■ Dataset records

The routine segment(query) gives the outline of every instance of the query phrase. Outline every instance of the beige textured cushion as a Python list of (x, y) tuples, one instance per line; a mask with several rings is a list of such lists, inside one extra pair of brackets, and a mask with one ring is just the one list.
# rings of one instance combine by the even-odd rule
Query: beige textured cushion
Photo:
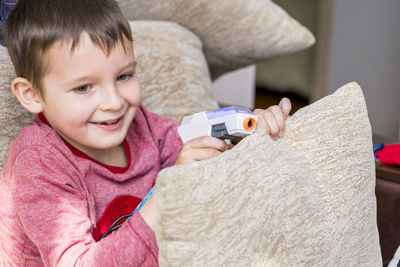
[(213, 78), (314, 43), (309, 30), (270, 0), (118, 0), (131, 20), (175, 21), (204, 44)]
[[(185, 115), (218, 107), (197, 36), (173, 22), (132, 24), (143, 103), (149, 110), (180, 120)], [(0, 46), (0, 169), (10, 142), (33, 118), (11, 93), (14, 77), (7, 49)]]
[(382, 266), (371, 127), (350, 83), (219, 157), (161, 171), (161, 266)]
[(131, 22), (143, 103), (160, 115), (184, 116), (218, 108), (196, 35), (174, 22)]

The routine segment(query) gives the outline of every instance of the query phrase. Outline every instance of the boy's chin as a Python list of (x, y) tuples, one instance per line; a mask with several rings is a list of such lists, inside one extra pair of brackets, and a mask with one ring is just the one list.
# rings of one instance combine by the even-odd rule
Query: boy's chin
[(123, 143), (125, 140), (125, 136), (123, 138), (119, 138), (118, 140), (112, 140), (107, 142), (104, 141), (102, 144), (96, 144), (93, 148), (97, 149), (97, 150), (110, 150), (110, 149), (114, 149), (114, 148), (118, 148), (118, 147), (123, 147)]

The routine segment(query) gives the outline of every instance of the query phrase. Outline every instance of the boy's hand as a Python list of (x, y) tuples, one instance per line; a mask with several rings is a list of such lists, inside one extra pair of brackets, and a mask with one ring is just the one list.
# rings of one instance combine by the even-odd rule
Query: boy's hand
[[(186, 142), (175, 162), (177, 164), (188, 164), (218, 156), (233, 145), (227, 145), (223, 140), (212, 137), (202, 136)], [(157, 191), (156, 191), (157, 192)], [(156, 192), (150, 196), (143, 207), (139, 210), (145, 222), (154, 231), (155, 227), (155, 198)]]
[(213, 158), (231, 147), (233, 146), (212, 136), (198, 137), (183, 145), (175, 165)]
[(291, 109), (290, 100), (284, 97), (279, 102), (279, 105), (274, 105), (267, 109), (256, 109), (254, 114), (258, 117), (257, 123), (263, 126), (273, 139), (277, 139), (285, 133), (285, 120), (289, 116)]

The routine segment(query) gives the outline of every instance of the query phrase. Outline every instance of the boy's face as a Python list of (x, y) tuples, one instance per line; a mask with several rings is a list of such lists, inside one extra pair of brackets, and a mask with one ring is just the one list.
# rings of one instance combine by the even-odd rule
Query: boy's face
[(59, 135), (91, 156), (122, 143), (141, 102), (133, 45), (124, 45), (107, 55), (82, 34), (73, 52), (70, 43), (57, 42), (47, 53), (43, 113)]

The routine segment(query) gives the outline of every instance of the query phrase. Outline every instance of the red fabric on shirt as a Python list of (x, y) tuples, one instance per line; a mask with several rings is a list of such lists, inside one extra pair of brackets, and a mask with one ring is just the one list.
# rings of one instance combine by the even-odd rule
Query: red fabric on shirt
[(174, 164), (177, 126), (141, 107), (126, 136), (130, 164), (115, 173), (74, 154), (35, 118), (12, 142), (0, 181), (3, 266), (156, 266), (155, 235), (140, 213), (100, 242), (92, 232), (114, 199), (142, 199)]
[[(51, 127), (50, 123), (47, 121), (47, 119), (46, 119), (46, 117), (44, 116), (43, 113), (39, 113), (38, 117), (42, 122), (44, 122), (45, 124), (47, 124), (47, 125), (49, 125)], [(93, 161), (93, 162), (95, 162), (95, 163), (97, 163), (97, 164), (109, 169), (113, 173), (123, 173), (128, 169), (129, 165), (131, 164), (131, 154), (129, 153), (129, 144), (126, 141), (126, 139), (124, 139), (124, 141), (122, 142), (122, 144), (124, 145), (124, 151), (125, 151), (125, 154), (126, 154), (126, 158), (128, 159), (128, 162), (127, 162), (126, 166), (124, 166), (124, 167), (110, 166), (110, 165), (104, 164), (103, 162), (100, 162), (100, 161), (98, 161), (98, 160), (96, 160), (94, 158), (91, 158), (90, 156), (86, 155), (82, 151), (80, 151), (77, 148), (75, 148), (74, 146), (72, 146), (70, 143), (66, 142), (64, 139), (63, 139), (63, 141), (67, 145), (67, 147), (69, 147), (69, 149), (72, 151), (72, 153), (74, 153), (78, 157), (89, 159), (89, 160), (91, 160), (91, 161)]]
[[(108, 230), (108, 228), (121, 216), (131, 213), (142, 201), (140, 198), (123, 195), (118, 196), (106, 207), (103, 215), (96, 223), (96, 228), (93, 229), (93, 238), (96, 241)], [(119, 220), (114, 226), (123, 224), (125, 219)], [(110, 235), (113, 232), (110, 233)]]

■ What the task asks
Copy out the entries verbatim and leave the images out.

■ Written answer
The routine segment(query) gives the outline of every instance of the query phrase. Outline every instance of the beige textured cushion as a Python list of (x, y) tuples, one instance per line; a mask with several rings is a list of such lists, inside one extra pair of brackets, and a mask with one ring is just the one list.
# rings of one instance combine by the even-odd rule
Query: beige textured cushion
Photo:
[(213, 78), (314, 43), (309, 30), (270, 0), (118, 0), (131, 20), (175, 21), (204, 44)]
[[(185, 115), (218, 107), (197, 36), (173, 22), (132, 24), (143, 103), (149, 110), (180, 120)], [(0, 46), (0, 169), (10, 142), (33, 118), (11, 93), (14, 77), (7, 49)]]
[(382, 266), (371, 127), (350, 83), (219, 157), (161, 171), (161, 266)]
[(131, 22), (143, 103), (160, 115), (184, 116), (218, 108), (196, 35), (174, 22)]

The routine segment(query) gives the outline of every instance of the query phrase. Outline every instance of the boy's chin as a Python list of (x, y) tuples, one instance per line; a mask with several rings is a list of such lists, inside one extra pair of brackets, and a mask with one ring is just the one list.
# rings of one instance combine by the even-odd rule
Query: boy's chin
[(123, 143), (125, 140), (125, 136), (123, 138), (119, 138), (118, 140), (112, 140), (107, 142), (104, 141), (102, 144), (96, 144), (93, 148), (97, 149), (97, 150), (110, 150), (110, 149), (114, 149), (114, 148), (118, 148), (118, 147), (123, 147)]

The routine segment(query) gives the outline of every instance of the query phrase. Outline every instance of the boy's hand as a Python list of (x, y) tuples, one instance per line; a mask with several rings is a list of such lists, inside one extra pair of brackets, and a mask with one ring is just the one list.
# rings of one instance combine by the even-odd rule
Query: boy's hand
[[(186, 142), (175, 162), (177, 164), (188, 164), (218, 156), (233, 145), (227, 145), (223, 140), (212, 137), (202, 136)], [(157, 191), (156, 191), (157, 192)], [(156, 192), (150, 196), (143, 207), (139, 210), (145, 222), (154, 231), (155, 227), (155, 198)]]
[(213, 158), (231, 147), (233, 146), (212, 136), (198, 137), (183, 145), (175, 165)]
[(291, 109), (290, 100), (284, 97), (279, 102), (279, 105), (274, 105), (267, 109), (256, 109), (254, 114), (258, 117), (257, 123), (263, 126), (273, 139), (277, 139), (285, 133), (285, 120), (289, 116)]

The routine segment(query) gives the outline of every instance of the query phrase. Outline every instance of the boy's face as a Python list of (x, y) tuples, one instance per line; a mask with several rings is a list of such lists, inside one extra pair of brackets, and a mask with one ring is just the one list.
# rings of one instance combine by the even-odd rule
Query: boy's face
[(59, 135), (91, 156), (122, 143), (141, 102), (133, 45), (124, 45), (107, 55), (82, 34), (73, 52), (70, 43), (57, 42), (47, 53), (43, 113)]

The routine segment(query) gives the outline of every instance of the query phrase. Outline every instance of the red fabric on shirt as a Python list of (x, y) tuples, one instance per line; a mask with several rings is a list of such lists, inside one extra pair of brackets, and a mask with one ring is just the one list.
# rings of one instance combine by the even-odd rule
Query: red fabric on shirt
[(174, 164), (177, 126), (141, 107), (126, 136), (130, 164), (115, 173), (74, 154), (35, 118), (12, 142), (0, 181), (3, 266), (156, 266), (155, 235), (140, 213), (100, 242), (92, 232), (114, 199), (142, 199)]
[[(51, 127), (50, 123), (47, 121), (47, 119), (46, 119), (46, 117), (44, 116), (43, 113), (39, 113), (38, 117), (42, 122), (44, 122), (45, 124), (47, 124), (47, 125), (49, 125)], [(93, 161), (93, 162), (95, 162), (95, 163), (97, 163), (97, 164), (109, 169), (113, 173), (123, 173), (128, 169), (129, 165), (131, 164), (131, 154), (129, 153), (129, 144), (126, 141), (126, 139), (124, 139), (124, 141), (122, 142), (122, 144), (124, 145), (124, 151), (125, 151), (125, 154), (126, 154), (126, 158), (128, 159), (128, 162), (127, 162), (126, 166), (124, 166), (124, 167), (110, 166), (110, 165), (104, 164), (103, 162), (100, 162), (100, 161), (98, 161), (98, 160), (96, 160), (94, 158), (91, 158), (90, 156), (86, 155), (82, 151), (80, 151), (77, 148), (75, 148), (74, 146), (72, 146), (70, 143), (66, 142), (64, 139), (63, 139), (63, 141), (67, 145), (67, 147), (69, 147), (69, 149), (72, 151), (72, 153), (74, 153), (78, 157), (89, 159), (89, 160), (91, 160), (91, 161)]]
[[(108, 230), (108, 228), (121, 216), (131, 213), (142, 201), (140, 198), (123, 195), (118, 196), (106, 207), (103, 215), (96, 223), (96, 228), (93, 229), (93, 238), (96, 241)], [(119, 220), (114, 226), (123, 224), (125, 219)], [(110, 235), (113, 232), (110, 233)]]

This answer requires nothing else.